GIVEN TEXT:
□ □ □ □ □
This chapter discusses the Sun HPC configuration file hpc.conf, which defines attributes of Sun HPC clusters that are not defined in any LSF configuration files. A single hpc.conf file is shared by all the nodes in a cluster. It resides in the LSF shared directory LSF_SHARED_LOC.
The configuration file hpc.conf is organized into five sections which are summarized below and illustrated in Example 2-1.
The ShmemResource section defines certain shared memory attributes. See "ShmemResource Section" "ShmemResource Section"for details.
The Netif section lists and ranks all network interfaces to which Sun HPC nodes are connected. See "Netif Section" "Netif Section"for details.
The MPIQOptions section allows the administrator to control certain MPI parameters by setting them in the hpc.conf file. See "MPIOptions Section" "MPIOptions Section" for details.
The PFSFileSystem section names and defines all parallel file systems in the Sun HPC cluster. See "PFSFileSystem Section" "PFSFileSystem Section"for details.
The PFSServers section names and defines all parallel file system servers in the Sun HPC cluster. See "PFSServers Section" "PFSServers Section"for details.
The HPCNodes section can be used to define an HPC cluster that consists of a subset of the nodes contained in the LSF cluster. See "HPCNodes Section" "HPCNodes Section"for details.
The hpc.conf file follows the formatting conventions of LSF configuration files. That is, each configuration section is bracketed by a Begin/End keyword pair and, when a parameter definition involves multiple fields, the fields are separated by spaces.
Sun HPC ClusterTools 3.0 software is distributed with an hpc.conf template, which you can edit to suit your particular configuration requirements. This chapter provides instructions for editing each part of hpc.conf.
When any changes are made to hpc.conf, the system should be in a quiescent state. To ensure that it is safe to edit hpc.conf, shut down the LSF Batch daemons. See Chapter 3 "Managing LSF Batch" in the LSF Batch Administrator's Guide for instructions on stopping and starting LSF Batch daemons.
Begin ShmemResource : End ShmemResource Begin Netif NAME RANK MTU STRIPE PROTOCOL LATENCY BANDWIDTH : : : : : : : End Netif Begin MPIOptions queue=hpc : End MPIQOptions Begin HPCNodes : End HPCNodes Begin PFSFileSystem=pfs1 NODE DEVICE THREADS : : : End PFSFileSystem Begin PFSServers NODE BUFFER_SIZE : : End PFSServers Begin HPCNodes : End HPCNodes |
If changes need to be made to the PFSFileSystem or PFSServers sections, all PFS file systems must be unmounted first. This requirement is in addition to the need to stop and restart the LSF Batch daemons, as described in the previous note. See Chapter 5, Starting and Stopping PFS Daemons of this manual for instructions on how to perform these tasks.
The ShmemResource section provides the administrator with two parameters that control allocation of shared memory and swap space: MaxAllocMem and MaxAllocSwap. This special memory allocation control is needed because some Sun HPC ClusterTools components use shared memory.
Example 2-2 shows the ShmemResource template that is in the hpc.conf file that is shipped with Sun HPC ClusterTools 3.0 software.
#Begin ShmemResource #MaxAllocMem 0x7fffffffffffffff #MaxAllocSwap 0x7fffffffffffffff #End ShmemResource |
To set MaxAllocMem and/or MaxAllocSwap limits, remove the comment character (#) from the start of each line and replace the current value, 0x7fffffffffffffff, with the desired limit.
□ □ □ □ □
LISTED RECORDS:
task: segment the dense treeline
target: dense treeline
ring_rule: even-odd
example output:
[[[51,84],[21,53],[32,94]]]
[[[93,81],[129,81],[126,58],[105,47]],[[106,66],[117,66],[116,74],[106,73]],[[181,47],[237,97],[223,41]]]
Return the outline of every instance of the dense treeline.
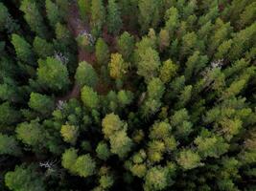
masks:
[[[1,0],[1,190],[256,190],[254,0]]]

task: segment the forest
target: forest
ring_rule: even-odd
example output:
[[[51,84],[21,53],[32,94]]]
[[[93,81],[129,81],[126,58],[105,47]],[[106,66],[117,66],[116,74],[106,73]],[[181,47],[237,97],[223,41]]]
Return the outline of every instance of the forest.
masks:
[[[0,0],[1,191],[256,191],[255,0]]]

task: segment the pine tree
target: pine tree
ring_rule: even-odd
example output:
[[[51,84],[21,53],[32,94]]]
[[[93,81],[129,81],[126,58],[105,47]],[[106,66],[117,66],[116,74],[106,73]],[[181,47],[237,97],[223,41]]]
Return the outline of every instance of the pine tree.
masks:
[[[135,46],[135,40],[128,32],[124,32],[117,40],[118,52],[126,61],[132,60],[132,53]]]
[[[91,22],[92,34],[99,37],[102,34],[105,24],[105,11],[102,0],[92,0],[91,3]]]
[[[11,106],[9,102],[0,104],[0,125],[2,128],[15,124],[21,119],[21,114],[18,110]]]
[[[24,144],[28,144],[35,149],[43,146],[44,131],[38,123],[38,119],[20,123],[15,132],[17,139],[21,140]]]
[[[60,23],[62,21],[58,7],[55,3],[53,3],[52,0],[46,0],[45,8],[50,25],[55,28],[57,23]]]
[[[35,65],[31,45],[23,37],[12,34],[12,44],[14,46],[16,55],[21,61]]]
[[[98,38],[95,47],[95,54],[99,64],[105,65],[109,60],[108,47],[103,38]]]
[[[185,170],[190,170],[202,165],[199,155],[188,149],[180,151],[176,161]]]
[[[13,136],[0,134],[0,155],[22,155],[18,142]]]
[[[115,35],[119,33],[122,28],[120,9],[115,0],[108,0],[106,24],[108,32]]]
[[[164,83],[168,83],[171,79],[176,75],[177,66],[171,60],[164,61],[160,68],[159,77]]]
[[[98,75],[94,68],[85,61],[79,64],[75,74],[76,82],[81,86],[95,87],[98,81]]]
[[[42,116],[51,114],[55,108],[55,102],[52,97],[38,93],[32,93],[29,100],[30,108],[40,113]]]
[[[80,16],[83,22],[88,21],[88,16],[89,16],[90,9],[91,9],[90,8],[91,1],[92,0],[79,0],[78,1]]]
[[[137,74],[143,76],[147,82],[157,75],[160,58],[158,53],[151,48],[147,48],[139,56]]]
[[[96,163],[89,154],[80,156],[74,165],[80,177],[86,178],[96,173]]]
[[[106,143],[99,142],[96,148],[97,157],[106,160],[110,156],[110,151]]]
[[[128,63],[125,62],[120,53],[112,53],[108,68],[111,77],[122,79],[128,73]]]
[[[39,11],[39,7],[35,1],[22,0],[20,11],[24,12],[24,19],[29,24],[31,30],[41,38],[47,38],[49,32],[43,22],[43,17]]]
[[[46,58],[54,54],[54,46],[38,36],[35,36],[33,42],[33,50],[40,58]]]
[[[71,143],[72,145],[76,144],[79,136],[78,127],[69,124],[62,125],[60,134],[65,142]]]
[[[96,109],[99,107],[100,97],[89,86],[83,86],[81,93],[81,98],[83,104],[90,109]]]
[[[53,91],[67,89],[70,84],[68,71],[65,65],[57,58],[47,57],[38,61],[37,81],[41,86]]]
[[[141,0],[139,7],[139,23],[144,33],[150,28],[156,28],[160,21],[161,1]]]
[[[169,38],[173,39],[179,24],[179,15],[176,8],[170,8],[165,13],[165,28],[169,32]]]
[[[47,190],[35,164],[16,166],[14,171],[9,171],[5,175],[5,183],[11,190]]]
[[[171,40],[169,32],[167,30],[162,29],[159,32],[159,40],[158,40],[160,52],[164,51],[166,48],[169,47],[170,41]]]

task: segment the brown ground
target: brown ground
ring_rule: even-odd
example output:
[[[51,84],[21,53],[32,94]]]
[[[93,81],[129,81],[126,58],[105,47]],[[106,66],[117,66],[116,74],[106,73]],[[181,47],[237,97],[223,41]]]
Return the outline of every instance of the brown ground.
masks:
[[[80,19],[79,10],[76,4],[72,4],[70,6],[70,12],[67,20],[67,26],[75,38],[79,36],[79,34],[82,33],[82,32],[90,32],[89,24],[83,23]],[[112,52],[114,50],[113,47],[115,47],[115,39],[111,35],[107,34],[105,28],[104,29],[103,37],[105,38],[105,42],[109,44],[110,52]],[[79,48],[78,58],[79,62],[86,61],[87,63],[97,68],[96,56],[94,53],[89,53],[83,49]],[[103,79],[100,78],[99,83],[96,87],[96,92],[98,92],[100,95],[105,95],[108,93],[109,88],[110,88],[109,85],[105,84],[103,81]],[[69,91],[64,96],[58,98],[57,101],[58,100],[65,101],[70,98],[78,98],[80,97],[80,93],[81,93],[81,87],[75,83],[72,90]]]

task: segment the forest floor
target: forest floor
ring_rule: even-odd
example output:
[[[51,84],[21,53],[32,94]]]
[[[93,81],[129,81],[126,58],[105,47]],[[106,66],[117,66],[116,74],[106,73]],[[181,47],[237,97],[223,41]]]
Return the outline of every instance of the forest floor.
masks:
[[[74,38],[77,38],[81,33],[90,33],[89,23],[84,23],[80,19],[79,9],[76,4],[70,6],[69,16],[67,20],[67,26]],[[103,38],[109,45],[109,51],[114,52],[115,50],[115,38],[107,33],[107,30],[105,27],[103,31]],[[97,66],[95,53],[89,53],[88,51],[78,48],[78,60],[79,62],[86,61],[91,64],[96,70],[100,71],[99,66]],[[106,95],[111,88],[109,84],[106,84],[101,76],[99,77],[99,83],[95,88],[95,91],[100,95]],[[74,83],[73,88],[63,96],[57,99],[66,101],[70,98],[79,98],[81,94],[81,88],[78,84]]]

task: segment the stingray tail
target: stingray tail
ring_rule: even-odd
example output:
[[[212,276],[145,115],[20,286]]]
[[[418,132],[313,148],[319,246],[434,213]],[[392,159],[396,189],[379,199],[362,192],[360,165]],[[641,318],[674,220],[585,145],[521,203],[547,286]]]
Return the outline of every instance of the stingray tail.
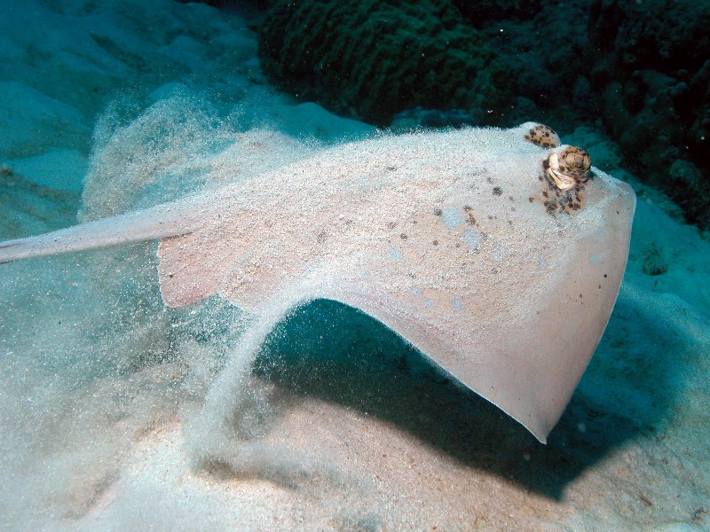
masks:
[[[0,263],[184,235],[199,225],[189,206],[159,205],[52,232],[0,242]]]

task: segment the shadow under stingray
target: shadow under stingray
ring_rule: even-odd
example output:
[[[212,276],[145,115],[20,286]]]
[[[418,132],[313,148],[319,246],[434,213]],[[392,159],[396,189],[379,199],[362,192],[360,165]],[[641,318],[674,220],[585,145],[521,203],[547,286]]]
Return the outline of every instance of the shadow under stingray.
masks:
[[[467,466],[554,499],[611,449],[639,434],[630,419],[598,411],[576,393],[542,445],[385,325],[327,300],[304,305],[279,324],[255,373],[296,395],[367,411]]]

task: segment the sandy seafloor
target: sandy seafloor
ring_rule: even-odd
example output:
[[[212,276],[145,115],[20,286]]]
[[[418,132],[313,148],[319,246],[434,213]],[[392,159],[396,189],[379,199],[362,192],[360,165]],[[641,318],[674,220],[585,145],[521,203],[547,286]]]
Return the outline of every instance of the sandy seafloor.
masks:
[[[0,2],[3,239],[372,134],[270,88],[246,19],[149,4]],[[236,387],[239,437],[201,431],[248,316],[167,309],[155,243],[0,266],[0,528],[710,529],[710,244],[635,188],[617,306],[547,446],[327,301]]]

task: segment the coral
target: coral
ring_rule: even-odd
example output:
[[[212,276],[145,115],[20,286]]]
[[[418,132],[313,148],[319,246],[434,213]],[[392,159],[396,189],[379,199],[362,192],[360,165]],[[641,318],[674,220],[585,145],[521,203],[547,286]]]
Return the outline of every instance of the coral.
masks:
[[[489,20],[532,19],[542,8],[541,0],[454,0],[474,26]]]
[[[282,87],[380,125],[416,106],[492,123],[510,101],[497,54],[448,0],[273,0],[259,44]]]
[[[596,0],[592,70],[608,128],[633,169],[710,227],[710,4]]]

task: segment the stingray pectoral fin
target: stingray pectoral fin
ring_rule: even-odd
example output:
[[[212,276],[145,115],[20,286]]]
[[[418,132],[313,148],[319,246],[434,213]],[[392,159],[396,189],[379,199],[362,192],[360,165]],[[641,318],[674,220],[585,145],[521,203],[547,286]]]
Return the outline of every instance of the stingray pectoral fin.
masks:
[[[36,237],[0,243],[0,263],[185,234],[199,227],[193,207],[159,205]]]

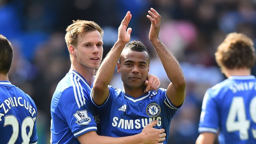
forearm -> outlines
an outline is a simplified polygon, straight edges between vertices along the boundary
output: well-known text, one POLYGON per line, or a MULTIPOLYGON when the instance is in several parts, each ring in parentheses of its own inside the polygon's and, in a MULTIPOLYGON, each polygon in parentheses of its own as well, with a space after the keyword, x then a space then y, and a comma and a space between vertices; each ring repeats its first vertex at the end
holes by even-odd
POLYGON ((92 96, 94 101, 98 105, 103 103, 107 97, 108 85, 111 80, 125 45, 125 44, 117 41, 106 57, 97 72, 93 84, 92 96))
POLYGON ((196 144, 212 144, 214 142, 215 134, 205 132, 200 134, 196 141, 196 144))
POLYGON ((143 144, 140 134, 122 137, 112 137, 98 135, 95 131, 90 132, 78 137, 82 144, 143 144))
POLYGON ((119 57, 125 45, 125 44, 118 42, 115 44, 98 70, 94 80, 95 83, 97 82, 104 86, 107 86, 111 80, 119 57))
POLYGON ((185 85, 184 75, 176 59, 158 39, 151 41, 168 77, 176 87, 185 85))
□ □ □ □ □
DIRECTIVE 1: Based on the hpc.conf chapter, explain in one to three sentences why the ShmemResource section offers parameters for controlling shared memory and swap space allocation.
DIRECTIVE 2: According to the hpc.conf chapter, in which directory does the hpc.conf file reside?
DIRECTIVE 3: Echo everything in the hpc.conf chapter from "The PFSServers section" down to "part of hpc.conf.".

FINAL RESULT 1: The ShmemResource section offers MaxAllocMem and MaxAllocSwap because some Sun HPC ClusterTools components use shared memory. That use makes special control over how shared memory and swap space are allocated necessary.

FINAL RESULT 2: It resides in the LSF shared directory, LSF_SHARED_LOC.

FINAL RESULT 3:
The PFSServers section names and defines all parallel file system servers in the Sun HPC cluster. See "PFSServers Section" "PFSServers Section"for details.
The HPCNodes section can be used to define an HPC cluster that consists of a subset of the nodes contained in the LSF cluster. See "HPCNodes Section" "HPCNodes Section"for details.
The hpc.conf file follows the formatting conventions of LSF configuration files. That is, each configuration section is bracketed by a Begin/End keyword pair and, when a parameter definition involves multiple fields, the fields are separated by spaces.
Sun HPC ClusterTools 3.0 software is distributed with an hpc.conf template, which you can edit to suit your particular configuration requirements. This chapter provides instructions for editing each part of hpc.conf.